● What you should do: Turn the entries below into a numbered list and leave out any blank lines.

● Records for this task:
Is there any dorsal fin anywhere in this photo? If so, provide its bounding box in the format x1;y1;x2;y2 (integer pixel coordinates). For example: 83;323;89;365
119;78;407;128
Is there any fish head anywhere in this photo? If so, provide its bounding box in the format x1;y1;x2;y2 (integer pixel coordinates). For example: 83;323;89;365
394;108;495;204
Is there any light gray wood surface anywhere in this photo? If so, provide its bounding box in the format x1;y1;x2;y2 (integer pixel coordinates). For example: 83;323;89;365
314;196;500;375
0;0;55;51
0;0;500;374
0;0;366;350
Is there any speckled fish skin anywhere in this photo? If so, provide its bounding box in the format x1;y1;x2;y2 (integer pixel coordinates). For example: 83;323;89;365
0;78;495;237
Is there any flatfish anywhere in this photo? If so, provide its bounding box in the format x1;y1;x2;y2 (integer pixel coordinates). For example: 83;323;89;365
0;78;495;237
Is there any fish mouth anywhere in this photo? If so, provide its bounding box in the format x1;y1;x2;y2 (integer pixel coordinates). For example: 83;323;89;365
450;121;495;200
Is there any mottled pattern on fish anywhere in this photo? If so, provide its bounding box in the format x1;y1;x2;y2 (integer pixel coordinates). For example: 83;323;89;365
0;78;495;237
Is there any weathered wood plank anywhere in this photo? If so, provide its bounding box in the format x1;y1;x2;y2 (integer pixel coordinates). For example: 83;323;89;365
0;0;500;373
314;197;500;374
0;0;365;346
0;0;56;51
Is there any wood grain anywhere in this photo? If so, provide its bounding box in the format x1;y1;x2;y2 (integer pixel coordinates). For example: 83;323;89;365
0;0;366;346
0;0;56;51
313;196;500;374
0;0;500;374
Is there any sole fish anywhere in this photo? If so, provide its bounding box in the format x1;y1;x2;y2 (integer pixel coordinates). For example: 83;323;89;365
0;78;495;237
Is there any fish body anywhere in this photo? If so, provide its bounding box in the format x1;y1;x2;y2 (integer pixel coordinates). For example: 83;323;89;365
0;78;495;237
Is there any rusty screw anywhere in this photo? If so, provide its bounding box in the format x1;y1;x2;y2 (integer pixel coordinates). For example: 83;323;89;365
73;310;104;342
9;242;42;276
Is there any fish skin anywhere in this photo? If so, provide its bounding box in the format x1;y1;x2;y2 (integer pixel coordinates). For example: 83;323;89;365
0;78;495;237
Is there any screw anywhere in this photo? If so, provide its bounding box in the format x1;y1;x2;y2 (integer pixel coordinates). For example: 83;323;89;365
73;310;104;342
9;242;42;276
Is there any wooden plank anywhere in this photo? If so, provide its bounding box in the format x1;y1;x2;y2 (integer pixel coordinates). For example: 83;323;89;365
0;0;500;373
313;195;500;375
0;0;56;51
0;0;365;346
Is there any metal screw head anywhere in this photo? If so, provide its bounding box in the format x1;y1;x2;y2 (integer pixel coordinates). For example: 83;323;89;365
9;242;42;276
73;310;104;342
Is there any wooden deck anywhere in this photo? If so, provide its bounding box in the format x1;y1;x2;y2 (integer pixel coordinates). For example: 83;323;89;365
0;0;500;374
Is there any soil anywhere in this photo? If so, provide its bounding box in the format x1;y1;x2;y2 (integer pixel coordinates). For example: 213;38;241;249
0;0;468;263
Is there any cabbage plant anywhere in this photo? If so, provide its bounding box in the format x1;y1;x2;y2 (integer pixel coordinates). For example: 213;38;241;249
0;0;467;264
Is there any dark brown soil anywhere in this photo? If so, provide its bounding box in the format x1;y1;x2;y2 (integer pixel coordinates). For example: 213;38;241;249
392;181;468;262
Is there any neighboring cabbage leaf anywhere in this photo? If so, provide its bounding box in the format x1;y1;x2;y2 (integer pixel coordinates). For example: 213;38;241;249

● Response to the exercise:
1. Is there any dorsal fin anywhere in this photo? If so, provide its bounding box in the format x1;y1;x2;y2 (integer pixel coordinates). For example: 83;323;89;365
2. 119;78;407;128
3. Is there any fish head anywhere in this photo? If so, provide its bounding box in the format x1;y1;x2;y2 (integer pixel coordinates). For example: 83;323;89;365
4. 394;108;495;204
5. Is there any light gray wood surface anywhere in this photo? If so, provide its bounding box in the format x1;y1;x2;y2 (integer pixel coordinates). For example: 83;323;89;365
6. 314;196;500;375
7. 0;0;55;51
8. 0;0;500;374
9. 0;0;366;350
10. Is there any speckled fish skin anywhere in this photo? If so, provide its bounding box in the format x1;y1;x2;y2 (integer pixel coordinates). For example: 83;323;89;365
11. 0;78;495;237
12. Is there any flatfish anywhere in this photo? If so, provide its bounding box in the format x1;y1;x2;y2 (integer pixel coordinates). For example: 83;323;89;365
13. 0;78;495;237
14. Is there any fish mouth anywhere in this photo? If so, provide its bounding box in the format x1;y1;x2;y2 (integer pixel coordinates). For example: 83;323;89;365
15. 450;121;495;200
16. Is there any mottled pattern on fish anywhere in this photo? If so, provide its bounding box in the format x1;y1;x2;y2 (integer pixel coordinates). For example: 83;323;89;365
17. 0;78;495;237
18. Is there any weathered wood plank anywhere in this photo? If so, provide its bounding box in the format x1;y1;x2;y2 (integer pixel coordinates). For example: 83;323;89;365
19. 0;0;500;373
20. 314;197;500;374
21. 0;0;365;346
22. 0;0;56;51
23. Is there any wood grain anywhere in this photo? If so, provide its bounding box in the format x1;y1;x2;y2 (integer pixel coordinates). For example: 83;323;89;365
24. 0;0;366;346
25. 0;0;56;51
26. 313;196;500;374
27. 0;0;500;374
28. Is there any sole fish anywhere in this photo? If so, provide its bounding box in the format x1;y1;x2;y2 (integer pixel coordinates). For example: 83;323;89;365
29. 0;78;495;237
30. Is there any fish body anywhere in this photo? If so, provide its bounding box in the format x1;y1;x2;y2 (integer pixel coordinates). For example: 83;323;89;365
31. 0;78;495;237
32. Is there any rusty screw anywhere in this photo? If so, provide its bounding box in the format x1;y1;x2;y2 (integer pixel coordinates). For example: 83;323;89;365
33. 73;310;104;342
34. 9;242;42;276
35. Is there any fish skin anywhere in this photo? If so, provide its bounding box in the format x1;y1;x2;y2 (integer pixel coordinates). For example: 83;323;89;365
36. 0;78;495;237
37. Is there any screw anywhere in this photo? If so, provide its bounding box in the format x1;y1;x2;y2 (integer pixel coordinates). For example: 83;323;89;365
38. 73;310;104;342
39. 9;242;42;276
40. Is there any wooden plank anywhere in this photo? If so, provide its bounding box in the format x1;y1;x2;y2 (integer pixel coordinates). For example: 83;323;89;365
41. 0;0;500;373
42. 313;195;500;375
43. 0;0;56;51
44. 0;0;365;346
45. Is there any metal screw head anywhere in this photo? If so, provide its bounding box in the format x1;y1;x2;y2 (integer pixel coordinates). For example: 83;323;89;365
46. 9;242;42;276
47. 73;310;104;342
48. Is there any wooden deck anywhere in this photo? If so, provide its bounding box in the format x1;y1;x2;y2 (integer pixel coordinates). For example: 83;323;89;365
49. 0;0;500;374
50. Is there any soil anywhere in this photo? If so, provide its bounding box in the format x1;y1;x2;y2 (integer pixel coordinates). For example: 213;38;241;249
51. 0;0;468;263
52. Is there any cabbage plant anywhere in this photo? If so, provide its bounding box in the format x1;y1;x2;y2 (integer pixel coordinates). For example: 213;38;241;249
53. 0;0;467;264
54. Is there any dark brown soil anywhere in this photo? If so, provide its bounding box in the format x1;y1;x2;y2 (integer pixel coordinates). For example: 213;38;241;249
55. 392;181;468;262
56. Is there any neighboring cabbage leaf anywhere in this photo? If so, provide its bounding box in the format x1;y1;x2;y2 (integer pixel coordinates). For example: 213;38;241;249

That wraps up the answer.